§ **INSTRUCTION**: Please list every line in the records below that contains the word "ocean", copying each such line in full.

§ **SUPPLIED MATERIAL**:
++++++++

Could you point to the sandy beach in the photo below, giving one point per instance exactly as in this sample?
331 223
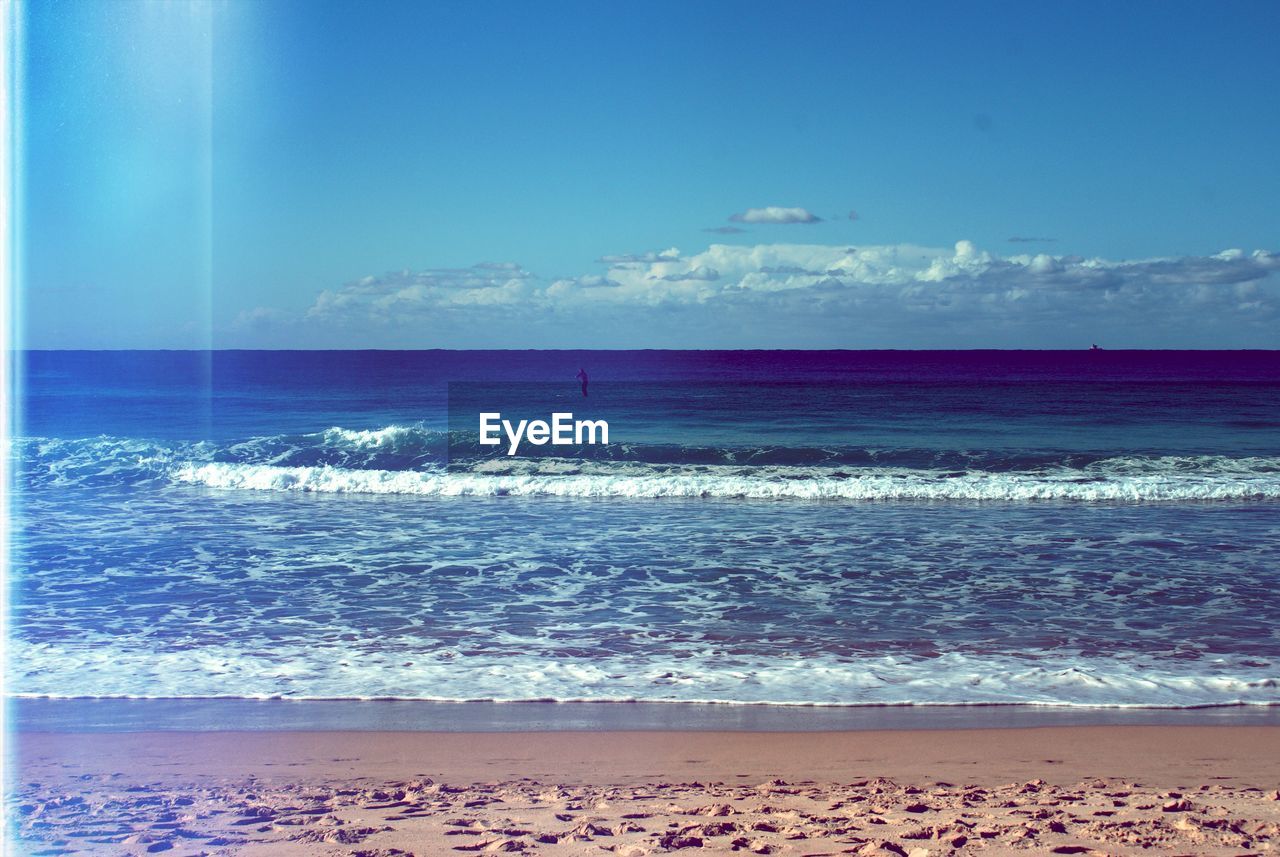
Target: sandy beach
1059 789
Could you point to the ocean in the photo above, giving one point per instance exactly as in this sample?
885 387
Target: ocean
833 528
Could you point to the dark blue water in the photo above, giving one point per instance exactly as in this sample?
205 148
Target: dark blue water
835 527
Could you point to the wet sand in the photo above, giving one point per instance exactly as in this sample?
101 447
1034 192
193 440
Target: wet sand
1059 789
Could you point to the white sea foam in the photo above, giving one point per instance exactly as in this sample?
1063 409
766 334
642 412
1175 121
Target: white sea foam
328 670
1125 480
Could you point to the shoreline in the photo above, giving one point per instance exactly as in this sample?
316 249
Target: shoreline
1111 789
42 714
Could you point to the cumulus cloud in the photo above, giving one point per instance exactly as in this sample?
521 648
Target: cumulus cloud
775 214
813 296
652 256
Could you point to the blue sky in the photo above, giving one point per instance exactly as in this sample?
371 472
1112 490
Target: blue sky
359 175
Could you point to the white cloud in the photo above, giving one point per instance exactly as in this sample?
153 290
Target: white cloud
817 294
775 214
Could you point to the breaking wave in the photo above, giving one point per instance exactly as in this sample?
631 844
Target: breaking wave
417 461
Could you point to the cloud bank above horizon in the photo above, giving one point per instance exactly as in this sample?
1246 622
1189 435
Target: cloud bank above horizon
800 296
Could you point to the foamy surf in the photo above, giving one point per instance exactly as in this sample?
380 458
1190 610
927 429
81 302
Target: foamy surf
1115 481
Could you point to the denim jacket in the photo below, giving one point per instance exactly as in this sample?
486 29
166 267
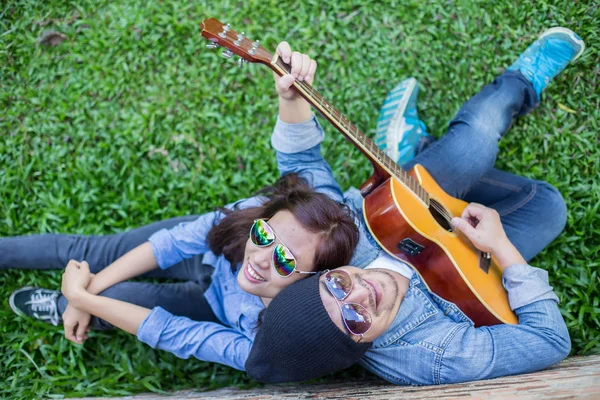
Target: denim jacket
430 340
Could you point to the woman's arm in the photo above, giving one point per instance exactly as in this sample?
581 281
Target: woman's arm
134 263
297 135
293 108
207 341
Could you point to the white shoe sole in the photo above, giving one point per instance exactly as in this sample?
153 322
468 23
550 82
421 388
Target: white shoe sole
11 300
397 122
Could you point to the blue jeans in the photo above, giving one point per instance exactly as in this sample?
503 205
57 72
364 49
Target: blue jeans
533 212
53 251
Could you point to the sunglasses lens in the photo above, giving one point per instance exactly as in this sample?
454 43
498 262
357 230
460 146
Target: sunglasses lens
356 318
261 233
339 284
283 260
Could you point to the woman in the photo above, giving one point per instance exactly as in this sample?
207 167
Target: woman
269 241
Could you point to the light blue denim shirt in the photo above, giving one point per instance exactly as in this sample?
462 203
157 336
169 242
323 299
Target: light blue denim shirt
430 340
228 343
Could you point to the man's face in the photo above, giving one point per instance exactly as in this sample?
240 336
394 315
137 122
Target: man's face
379 291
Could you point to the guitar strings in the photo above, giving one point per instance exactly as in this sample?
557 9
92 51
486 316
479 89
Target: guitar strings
340 116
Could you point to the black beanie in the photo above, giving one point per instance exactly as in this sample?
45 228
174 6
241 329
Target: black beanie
297 339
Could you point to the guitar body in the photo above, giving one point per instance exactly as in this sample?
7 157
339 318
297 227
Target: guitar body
448 263
408 213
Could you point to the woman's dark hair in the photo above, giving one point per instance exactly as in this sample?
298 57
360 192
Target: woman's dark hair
316 212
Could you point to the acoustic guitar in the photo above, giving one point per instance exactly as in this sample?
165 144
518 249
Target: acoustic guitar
406 211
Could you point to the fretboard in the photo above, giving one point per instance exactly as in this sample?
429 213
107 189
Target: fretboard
351 131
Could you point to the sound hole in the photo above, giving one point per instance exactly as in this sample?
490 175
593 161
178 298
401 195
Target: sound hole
441 216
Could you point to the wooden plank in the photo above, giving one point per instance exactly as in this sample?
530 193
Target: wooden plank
576 377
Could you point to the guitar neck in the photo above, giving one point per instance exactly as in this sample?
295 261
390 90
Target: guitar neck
381 161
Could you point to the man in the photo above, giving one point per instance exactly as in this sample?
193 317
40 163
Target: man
384 317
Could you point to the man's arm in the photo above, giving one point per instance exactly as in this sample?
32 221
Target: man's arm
539 340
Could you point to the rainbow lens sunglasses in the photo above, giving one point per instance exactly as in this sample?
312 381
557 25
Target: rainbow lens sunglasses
284 262
356 317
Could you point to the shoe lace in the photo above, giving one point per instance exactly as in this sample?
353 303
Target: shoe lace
45 302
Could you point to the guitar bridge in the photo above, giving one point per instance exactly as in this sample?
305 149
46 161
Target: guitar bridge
410 247
485 259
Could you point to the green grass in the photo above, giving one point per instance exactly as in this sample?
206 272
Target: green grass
131 120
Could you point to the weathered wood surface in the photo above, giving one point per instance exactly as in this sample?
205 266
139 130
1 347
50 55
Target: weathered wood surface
574 378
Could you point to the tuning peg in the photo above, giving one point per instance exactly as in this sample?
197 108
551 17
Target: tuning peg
239 40
226 29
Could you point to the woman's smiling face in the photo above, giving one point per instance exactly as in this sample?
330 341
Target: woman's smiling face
257 275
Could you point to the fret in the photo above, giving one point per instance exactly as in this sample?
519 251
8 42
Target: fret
366 144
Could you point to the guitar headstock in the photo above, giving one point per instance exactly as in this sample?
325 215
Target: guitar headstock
233 42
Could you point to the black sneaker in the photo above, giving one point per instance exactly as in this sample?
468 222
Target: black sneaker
36 303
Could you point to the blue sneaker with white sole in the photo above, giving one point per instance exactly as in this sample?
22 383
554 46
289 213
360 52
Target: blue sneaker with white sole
399 129
548 56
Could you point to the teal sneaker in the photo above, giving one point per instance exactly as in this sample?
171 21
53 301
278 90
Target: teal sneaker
548 56
399 129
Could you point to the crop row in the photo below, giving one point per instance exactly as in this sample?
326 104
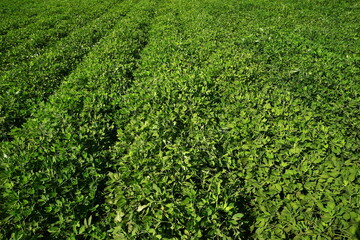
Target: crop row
234 128
23 87
189 120
22 45
54 168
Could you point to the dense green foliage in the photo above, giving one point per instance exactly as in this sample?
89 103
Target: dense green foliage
154 119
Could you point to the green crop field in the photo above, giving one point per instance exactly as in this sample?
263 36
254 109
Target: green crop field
179 119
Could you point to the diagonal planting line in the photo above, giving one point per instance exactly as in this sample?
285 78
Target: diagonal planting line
64 146
22 89
17 53
172 176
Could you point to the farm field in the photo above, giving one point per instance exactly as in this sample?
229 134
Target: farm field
176 119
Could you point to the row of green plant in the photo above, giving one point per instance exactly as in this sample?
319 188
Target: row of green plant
19 13
241 125
53 171
24 86
20 46
193 120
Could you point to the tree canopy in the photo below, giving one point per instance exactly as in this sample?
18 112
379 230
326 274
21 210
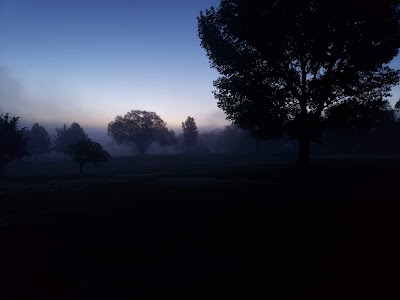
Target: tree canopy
190 133
285 65
66 136
142 128
39 141
12 140
87 151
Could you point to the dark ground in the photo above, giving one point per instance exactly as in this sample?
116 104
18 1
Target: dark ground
199 227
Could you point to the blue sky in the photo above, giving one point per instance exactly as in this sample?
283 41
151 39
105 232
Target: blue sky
88 61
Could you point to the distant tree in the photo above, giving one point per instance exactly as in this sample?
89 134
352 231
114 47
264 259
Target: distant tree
87 151
12 140
168 138
39 141
190 133
141 128
66 136
285 65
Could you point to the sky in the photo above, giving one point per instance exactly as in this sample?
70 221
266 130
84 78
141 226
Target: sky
87 61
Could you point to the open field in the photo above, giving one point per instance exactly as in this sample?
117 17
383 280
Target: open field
196 227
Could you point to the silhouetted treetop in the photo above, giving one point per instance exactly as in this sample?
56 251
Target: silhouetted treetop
39 140
141 128
87 151
285 63
190 133
66 136
12 140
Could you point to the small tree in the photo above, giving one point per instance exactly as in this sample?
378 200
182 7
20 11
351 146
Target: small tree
87 151
190 133
12 140
141 128
66 136
39 141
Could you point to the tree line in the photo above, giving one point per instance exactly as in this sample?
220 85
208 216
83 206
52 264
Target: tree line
312 71
137 128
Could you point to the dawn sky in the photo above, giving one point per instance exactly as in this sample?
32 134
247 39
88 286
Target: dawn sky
88 61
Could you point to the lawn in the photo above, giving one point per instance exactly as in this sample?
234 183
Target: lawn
196 227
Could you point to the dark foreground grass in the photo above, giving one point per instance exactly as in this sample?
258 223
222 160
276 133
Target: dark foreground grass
227 231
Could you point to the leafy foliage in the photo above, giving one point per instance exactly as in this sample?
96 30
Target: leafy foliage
39 141
141 128
87 151
286 64
190 133
12 140
66 136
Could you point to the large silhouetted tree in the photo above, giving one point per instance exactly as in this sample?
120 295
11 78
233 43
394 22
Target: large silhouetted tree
12 140
66 136
39 141
285 64
141 128
190 133
87 151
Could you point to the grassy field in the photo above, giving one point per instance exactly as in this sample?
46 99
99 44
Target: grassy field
196 227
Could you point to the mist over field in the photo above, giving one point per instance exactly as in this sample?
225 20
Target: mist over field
184 149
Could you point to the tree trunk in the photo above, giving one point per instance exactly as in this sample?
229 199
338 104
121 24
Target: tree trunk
304 150
81 168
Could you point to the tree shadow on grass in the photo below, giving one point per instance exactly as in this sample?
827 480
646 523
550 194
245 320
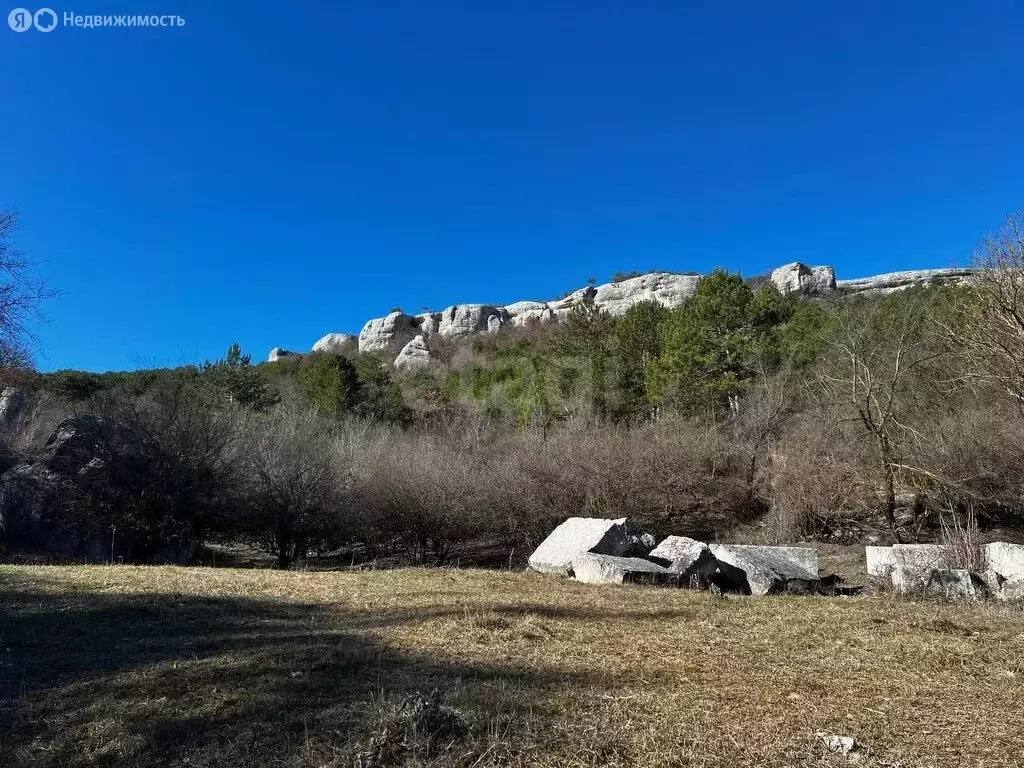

++++++++

§ **EXERCISE RESPONSE**:
Could you point to the ocean in the photo above, giving one point per instance exactly as in this sample?
Target: ocean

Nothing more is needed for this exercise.